**PROBLÈME:**
Reprenez mot pour mot le texte extrait sur l'article 46 de la Loi sur la responsabilité en matière maritime.

**TEXTE EXTRAIT:**
»»
III.  Article 46 de la Loi sur la responsabilité en matière maritime

  • [29] Le libellé de l'art. 46 est quelque peu compliqué. En rapport avec les faits de l'espèce, il prévoit que nonobstant une clause de compétence étrangère, les demanderesses peuvent intenter une instance au Canada, comme si le contrat avait prévu le renvoi au Canada, puisque les défenderesses ont une agence ici. Toutefois, comme nous l'avons déjà mentionné, la véritable question est de savoir si la Cour fédérale devrait conserver sa compétence, au sens de l'article 46, pour juger la demande sur le fond.
««
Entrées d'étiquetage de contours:
»»
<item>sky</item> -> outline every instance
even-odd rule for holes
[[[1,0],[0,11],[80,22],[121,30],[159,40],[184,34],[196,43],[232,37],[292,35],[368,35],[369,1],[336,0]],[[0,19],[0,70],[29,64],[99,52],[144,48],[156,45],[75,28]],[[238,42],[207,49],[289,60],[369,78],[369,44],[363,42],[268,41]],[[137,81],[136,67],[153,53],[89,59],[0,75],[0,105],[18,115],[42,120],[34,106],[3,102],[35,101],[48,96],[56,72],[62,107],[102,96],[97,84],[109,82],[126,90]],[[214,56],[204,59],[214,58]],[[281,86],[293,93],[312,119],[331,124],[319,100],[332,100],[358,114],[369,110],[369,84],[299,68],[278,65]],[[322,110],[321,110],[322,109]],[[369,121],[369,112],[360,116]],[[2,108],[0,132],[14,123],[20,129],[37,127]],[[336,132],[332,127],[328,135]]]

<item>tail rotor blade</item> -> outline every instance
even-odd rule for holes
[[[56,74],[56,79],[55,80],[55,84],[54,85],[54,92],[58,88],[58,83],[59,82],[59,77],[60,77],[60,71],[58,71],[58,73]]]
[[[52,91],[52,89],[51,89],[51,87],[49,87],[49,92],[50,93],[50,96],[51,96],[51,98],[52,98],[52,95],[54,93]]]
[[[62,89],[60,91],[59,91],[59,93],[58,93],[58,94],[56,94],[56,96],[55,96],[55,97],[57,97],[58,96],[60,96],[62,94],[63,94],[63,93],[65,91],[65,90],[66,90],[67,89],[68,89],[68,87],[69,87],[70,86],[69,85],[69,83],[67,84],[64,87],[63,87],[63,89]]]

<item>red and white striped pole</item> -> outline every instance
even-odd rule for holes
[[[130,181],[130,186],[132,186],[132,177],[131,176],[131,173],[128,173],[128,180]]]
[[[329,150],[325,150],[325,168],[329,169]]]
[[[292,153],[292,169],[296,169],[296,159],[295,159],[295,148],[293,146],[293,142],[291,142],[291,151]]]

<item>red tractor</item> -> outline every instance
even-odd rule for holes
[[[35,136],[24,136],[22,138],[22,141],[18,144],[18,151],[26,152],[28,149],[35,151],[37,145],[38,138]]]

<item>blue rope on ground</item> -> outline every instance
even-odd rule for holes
««
**RÉPONSE ÉCRITE:**
III.  Article 46 de la Loi sur la responsabilité en matière maritime

  • [29] Le libellé de l'art. 46 est quelque peu compliqué. En rapport avec les faits de l'espèce, il prévoit que nonobstant une clause de compétence étrangère, les demanderesses peuvent intenter une instance au Canada, comme si le contrat avait prévu le renvoi au Canada, puisque les défenderesses ont une agence ici. Toutefois, comme nous l'avons déjà mentionné, la véritable question est de savoir si la Cour fédérale devrait conserver sa compétence, au sens de l'article 46, pour juger la demande sur le fond.